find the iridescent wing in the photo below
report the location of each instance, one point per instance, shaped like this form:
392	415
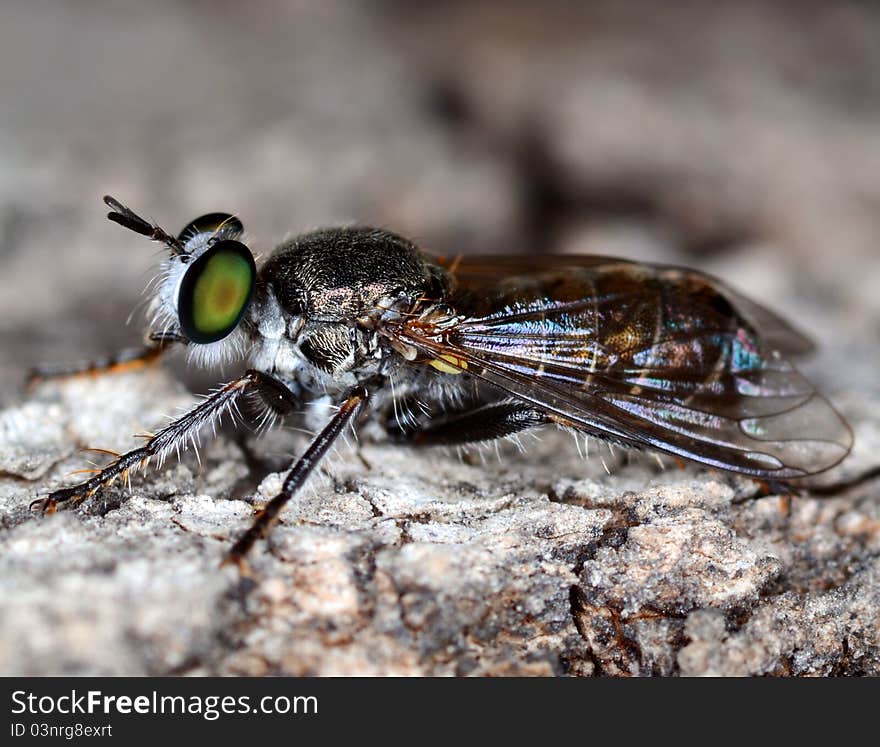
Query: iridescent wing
644	355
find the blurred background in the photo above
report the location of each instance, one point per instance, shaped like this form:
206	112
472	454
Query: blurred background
738	137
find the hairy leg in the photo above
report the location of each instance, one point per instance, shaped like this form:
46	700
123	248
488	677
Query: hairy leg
124	360
174	437
483	423
304	466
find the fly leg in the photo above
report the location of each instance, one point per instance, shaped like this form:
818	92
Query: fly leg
304	466
124	360
483	423
174	437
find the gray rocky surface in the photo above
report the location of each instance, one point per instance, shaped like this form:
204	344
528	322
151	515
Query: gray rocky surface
739	137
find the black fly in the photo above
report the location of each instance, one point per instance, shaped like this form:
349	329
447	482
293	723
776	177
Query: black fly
473	349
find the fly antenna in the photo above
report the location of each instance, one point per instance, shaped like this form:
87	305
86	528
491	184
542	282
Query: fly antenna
127	218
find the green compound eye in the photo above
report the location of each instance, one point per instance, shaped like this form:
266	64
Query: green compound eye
215	291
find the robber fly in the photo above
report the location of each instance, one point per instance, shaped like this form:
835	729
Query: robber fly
470	349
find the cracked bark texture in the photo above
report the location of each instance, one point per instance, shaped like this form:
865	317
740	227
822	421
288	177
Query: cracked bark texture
738	137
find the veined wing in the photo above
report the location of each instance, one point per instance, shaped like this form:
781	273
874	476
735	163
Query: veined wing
479	274
656	357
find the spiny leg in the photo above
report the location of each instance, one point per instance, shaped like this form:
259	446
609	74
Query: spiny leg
124	360
304	466
483	423
176	436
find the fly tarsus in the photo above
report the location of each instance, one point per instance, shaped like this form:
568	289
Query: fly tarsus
304	466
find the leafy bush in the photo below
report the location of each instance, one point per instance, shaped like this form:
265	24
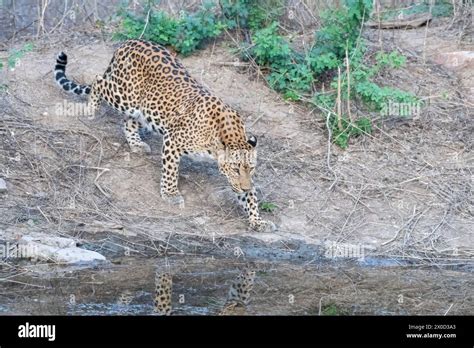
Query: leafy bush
185	34
15	55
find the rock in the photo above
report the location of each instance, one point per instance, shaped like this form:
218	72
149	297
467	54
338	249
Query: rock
3	186
456	60
57	249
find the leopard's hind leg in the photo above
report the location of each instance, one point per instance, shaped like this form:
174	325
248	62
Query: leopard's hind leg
131	129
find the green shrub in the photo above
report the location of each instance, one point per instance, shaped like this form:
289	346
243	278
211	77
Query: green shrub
293	73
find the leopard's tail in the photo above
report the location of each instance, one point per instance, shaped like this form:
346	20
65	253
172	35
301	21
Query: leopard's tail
61	79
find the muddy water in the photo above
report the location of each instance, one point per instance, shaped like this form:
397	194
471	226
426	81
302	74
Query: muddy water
292	278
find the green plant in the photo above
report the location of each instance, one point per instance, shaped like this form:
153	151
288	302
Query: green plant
268	206
297	75
438	9
186	33
333	309
15	55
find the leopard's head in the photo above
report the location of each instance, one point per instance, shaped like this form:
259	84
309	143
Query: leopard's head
238	163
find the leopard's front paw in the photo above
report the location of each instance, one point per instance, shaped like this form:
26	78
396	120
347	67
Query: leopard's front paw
173	199
263	226
142	148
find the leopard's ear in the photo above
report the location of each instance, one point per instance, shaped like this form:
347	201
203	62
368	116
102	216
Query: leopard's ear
252	140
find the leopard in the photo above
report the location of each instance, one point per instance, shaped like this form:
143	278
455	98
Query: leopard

--------------------------------------------------

QUÉ HAY QUE HACER:
Presenta como tabla Markdown el tramo del listado que empieza en la línea que contiene "find the green plant in the photo above" y termina al final del listado, ambos extremos incluidos, con una columna "N.º" para el número de fila y otra "Texto" para la línea. Deja fuera las líneas en blanco.

RESPUESTA A CONTINUACIÓN:
| N.º | Texto |
|---|---|
| 1 | find the green plant in the photo above |
| 2 | report the location of each instance, one point per instance, shaped like this form: |
| 3 | 153	151 |
| 4 | 288	302 |
| 5 | Query: green plant |
| 6 | 268	206 |
| 7 | 297	75 |
| 8 | 438	9 |
| 9 | 186	33 |
| 10 | 333	309 |
| 11 | 15	55 |
| 12 | find the leopard's head in the photo above |
| 13 | report the location of each instance, one point per instance, shaped like this form: |
| 14 | 259	84 |
| 15 | 309	143 |
| 16 | Query: leopard's head |
| 17 | 238	163 |
| 18 | find the leopard's front paw in the photo above |
| 19 | report the location of each instance, one point per instance, shaped like this form: |
| 20 | 26	78 |
| 21 | 396	120 |
| 22 | 347	67 |
| 23 | Query: leopard's front paw |
| 24 | 173	199 |
| 25 | 263	226 |
| 26 | 142	148 |
| 27 | find the leopard's ear in the photo above |
| 28 | report the location of each instance, one point per instance, shaped like this form: |
| 29 | 347	201 |
| 30 | 203	62 |
| 31 | 368	116 |
| 32 | 102	216 |
| 33 | Query: leopard's ear |
| 34 | 252	140 |
| 35 | find the leopard in the photo above |
| 36 | report the location of each instance, one point per instance, shaped like this form: |
| 37 | 143	278 |
| 38 | 455	98 |
| 39 | Query: leopard |